SOURCE EXTRACT ▸

12. An image forming apparatus according to claim 11, wherein a
volume average particle diameter of said one-component developer is
5-9 .mu.m.
13. An image forming apparatus according to claim 9 or 10, wherein
said image bearing member is a rotatable drum having an axis, and
said developer carrying member is a rotatable roller having an
axis, and wherein said developing apparatus further comprises a
space maintaining member coaxial with said rotatable roller, and is
pressed against said rotatable drum for maintaining said
predetermined gap between said rotatable roller and said rotatable
drum.
14. An image forming apparatus according to claim 13, wherein said
developer is a one-component developer.
15. An image forming apparatus according to claim 14, wherein a
volume average particles diameter of said one-component developer
is 5-9 .mu.m.
Description
FIELD OF THE INVENTION AND RELATED ART
The present invention relates to a developing apparatus in which an
oscillating bias voltage is applied to a developer carrying member
which carries a developer and transfers the developer onto an
electrostatic latent image in a developing zone, and an image
forming apparatus comprising the developing apparatus.
It is known to apply to a developer carrying member such as a
developing sleeve or developing roller, an oscillating bias voltage
in which an AC voltage component having a waveform such as a sine
wave, a rectangular wave, or a triangular wave is superposed on a
DC voltage component (U.S. Pat. Nos. 4,292,387, 4,395,476, and
4,600,295).
The DC voltage component contributes to the prevention of a foggy
image, the improvement of the density of the developed image, the
optimization of the line width in line images, and the like, and
the AC voltage component contributes to stimulate the activity of
the developer in the developing zone, which in turn contributes to
the improvement of the density or tone gradation of the developed
image, the prevention of the thinning of line drawings, and the
like.
Now, in some cases, a gap between the image bearing member and the
developer carrying member periodically changes due to eccentricity
or misalignment of the image bearing member, the developer carrying
member, or a spacer roller for maintaining the gap between those
two components.
In such cases, the oscillating electric field generated in the
developing zone by the application of the oscillating bias voltage
to the developer carrying member periodically changes in accordance
with changes in the aforementioned gap; therefore, the activity of
the developer in the developing zone changes, resulting in periodic
changes in the density or line width of the developed image.

Pointing records for named objects
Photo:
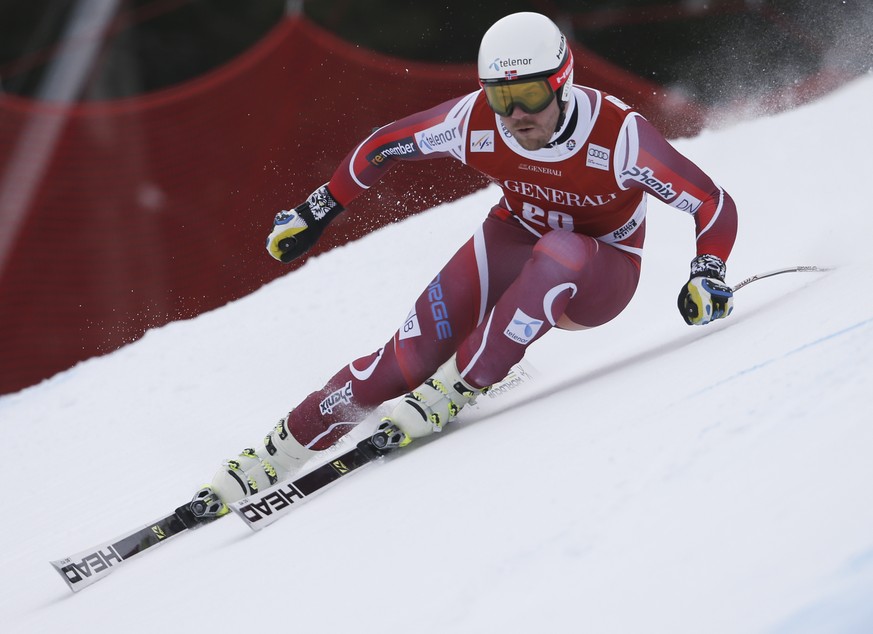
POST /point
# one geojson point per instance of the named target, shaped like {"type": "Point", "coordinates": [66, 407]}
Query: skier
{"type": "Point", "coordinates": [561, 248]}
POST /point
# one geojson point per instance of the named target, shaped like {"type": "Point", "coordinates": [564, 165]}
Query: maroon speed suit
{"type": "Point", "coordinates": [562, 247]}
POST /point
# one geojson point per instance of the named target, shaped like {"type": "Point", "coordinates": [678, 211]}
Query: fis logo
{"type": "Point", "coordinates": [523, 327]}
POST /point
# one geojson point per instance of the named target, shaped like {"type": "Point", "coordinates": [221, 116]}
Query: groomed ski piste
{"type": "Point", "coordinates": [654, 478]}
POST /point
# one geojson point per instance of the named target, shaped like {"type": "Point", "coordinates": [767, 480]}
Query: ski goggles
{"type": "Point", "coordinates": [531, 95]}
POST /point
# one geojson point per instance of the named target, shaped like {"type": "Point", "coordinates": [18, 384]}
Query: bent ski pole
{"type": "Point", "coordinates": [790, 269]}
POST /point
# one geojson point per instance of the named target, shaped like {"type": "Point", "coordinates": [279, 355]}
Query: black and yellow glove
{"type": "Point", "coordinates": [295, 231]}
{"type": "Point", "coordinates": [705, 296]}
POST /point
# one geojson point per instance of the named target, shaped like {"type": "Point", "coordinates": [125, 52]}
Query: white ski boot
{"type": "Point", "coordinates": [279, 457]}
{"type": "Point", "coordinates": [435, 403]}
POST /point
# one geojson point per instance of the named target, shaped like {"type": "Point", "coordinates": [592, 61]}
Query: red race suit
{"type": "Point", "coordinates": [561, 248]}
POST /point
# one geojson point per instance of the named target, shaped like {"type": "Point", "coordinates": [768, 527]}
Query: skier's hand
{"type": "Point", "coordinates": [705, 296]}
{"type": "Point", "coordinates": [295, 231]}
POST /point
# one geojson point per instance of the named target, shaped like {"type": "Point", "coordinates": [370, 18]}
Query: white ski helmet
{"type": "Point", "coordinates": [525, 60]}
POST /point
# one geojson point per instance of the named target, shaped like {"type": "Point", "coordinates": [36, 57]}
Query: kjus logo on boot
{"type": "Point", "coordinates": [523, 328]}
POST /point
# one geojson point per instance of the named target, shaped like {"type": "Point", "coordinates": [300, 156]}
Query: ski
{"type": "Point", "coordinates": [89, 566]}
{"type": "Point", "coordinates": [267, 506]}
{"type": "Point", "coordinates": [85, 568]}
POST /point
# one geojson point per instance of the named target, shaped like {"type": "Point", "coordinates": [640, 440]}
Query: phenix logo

JOB ▸
In the patent extract, copy the passage between "The DC voltage" and "two components.", inclusive, replacing "spacer roller" with "spacing member". Rely on the patent extract alone.

RESPONSE TO THIS EXERCISE ▸
The DC voltage component contributes to the prevention of a foggy
image, the improvement of the density of the developed image, the
optimization of the line width in line images, and the like, and
the AC voltage component contributes to stimulate the activity of
the developer in the developing zone, which in turn contributes to
the improvement of the density or tone gradation of the developed
image, the prevention of the thinning of line drawings, and the
like.
Now, in some cases, a gap between the image bearing member and the
developer carrying member periodically changes due to eccentricity
or misalignment of the image bearing member, the developer carrying
member, or a spacing member for maintaining the gap between those
two components.